::: Trecho da página
O Legislativo se reveste das atribuições do Judiciário e garante a lambança. A Dilma viveu seu Getsêmani, durante oito meses, quando o Presidente da Câmara recepciona o pedido de Impeachment, cuidadosamente encomendado, com pagamento de honorários de valor ínfimo, se levarmos em conta o peso do assunto. Quarenta e cinco mil reais é o preço de honorários advocatícios de pequenas causas.
O impeachment da Presidenta foi justo? Não sei responder a essa pergunta, mas tenho a sensação de que o processo foi legal. Falar em golpe, quando todas as instituições funcionaram livremente é esperneio sem embasamento moral. Em algum momento até afirmei tratar-se de um golpe, naquela ocasião em que vazou a fala do Romero Jucá. Entretanto, entendi que aquele fato revelou apenas o medo de alguém que tem o rabo preso pelas falcatruas obscuras e querer fazer de tudo para tornar infrutíferas todas as intenções de se apurar a verdade.
Do ponto de vista do pragmatismo político, a retirada da Dilma em definitivo tem seus aspectos positivos, porquanto a petista fazia parte de um projeto que fracassou, pois embutido no idealismo petista encontrava-se uma realidade assustadora: “a de não querer largar o osso por preço nenhum”.
E quais foram os fatos que levaram à interrupção do projeto, dito bolivariano, do PT? Primeiro temos de fazer justiça: o governo Lula foi bom em algum momento, como um remédio anestésico que estanca a dor. No período “lulista”, a classe menos favorecida teve os holofotes virados pra ela. A pobreza diminuiu, a economia avançou, nossas reservas cambiais eram sólidas e animadoras.
Tudo perfeito! Acontece que para nós fica tudo claro agora: “como tudo que não é alimentado se acaba, nossas reservas se esvaíram”. Fluíram entres os dedos dos (des) governantes. Vivemos uma verdadeira “bolha” econômica que explodiu e atingiu a todos, principalmente a classe pobre e média da sociedade. Hoje amargamos uma alta de preços sem precedentes e um nível de desemprego alarmante, batendo a casa dos doze milhões de pessoas, representando um percentual nada animador.
Foram as ditas “pedaladas” ou os decretos suplementares do plano safra, sem autorização prévia do Legislativo que derrubaram o governo petista? Claro que não! Quem quiser creditar a esses possíveis crimes de responsabilidade que o façam. Quem tem um mínimo conhecimento de operação de crédito não comete o pecado capital de defender que o inadimplemento de uma dívida se constitui em operação de crédito. Aliás, isso não ficou claro, como querem alguns políticos interessados na condenação. Quem insiste na tese o faz por total ignorância ou pura maldade. O TCU não é julgador e sim consultor, portanto não lhe cabe fechar questão nesse entendimento. Por isso, ainda acho que isso vai desaguar no STF, a quem cabe julgar o mérito, já que até agora validou o rito, o que são coisas totalmente diferentes. As raposas velhas do senado pegam carona no vácuo deixado pela legislação e tenta (e consegue) iludir aos mais apaixonados que adoram uma dicotomia.
::::::
Tarefa do exercício 1:
Responda com base no texto sobre o impeachment de Dilma:
(a) Qual valor de honorários é citado para o pedido de impeachment?
(b) Que número de desempregados o texto menciona?
(c) Segundo o texto, o TCU é julgador ou consultor?
Tarefa do exercício 2:
Prolongue o texto sobre o impeachment de Dilma, começando logo após sua última frase.
::: Linhas de dados
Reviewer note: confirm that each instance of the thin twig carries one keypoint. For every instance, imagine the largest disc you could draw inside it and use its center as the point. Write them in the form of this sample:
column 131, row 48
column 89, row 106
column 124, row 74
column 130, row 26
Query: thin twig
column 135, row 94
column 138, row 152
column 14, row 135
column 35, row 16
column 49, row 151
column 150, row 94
::::::
Resultado 1:
(a) Quarenta e cinco mil reais.
(b) Doze milhões de pessoas.
(c) Consultor.

Resultado 2:
Abro um pequeno parêntese para registrar a cara de pau de políticos corruptos, cassados, respondendo a processos por corrupção e improbidade, a exemplo de José Agripino Maia, Gleisi Roffmann, Lindberg Farias, Aécio Neves e Renan Calheiros, sem falar no Cassio Cunha Lima, que os paraibanos o conhecem muito bem. Ele é um “ficha suja”, beneficiado pelas falhas da lei, que teve o seu mandato de governador cassado, foi afastado, acusado de corrupção em rombos da SUDENE, e agora se apresenta com uma carinha de santo do pau oco. Esse não nos engana. Pena que os discursos farsantes desses senhores são aclamados por quem não os conhece ou não se dão ao trabalho de pesquisar sobre seus atos. Se o fizerem saberão a quem estão aplaudindo. Claro, todos esses que citei têm um discurso bonito. Palavra fácil, porém de conteúdo prosaico.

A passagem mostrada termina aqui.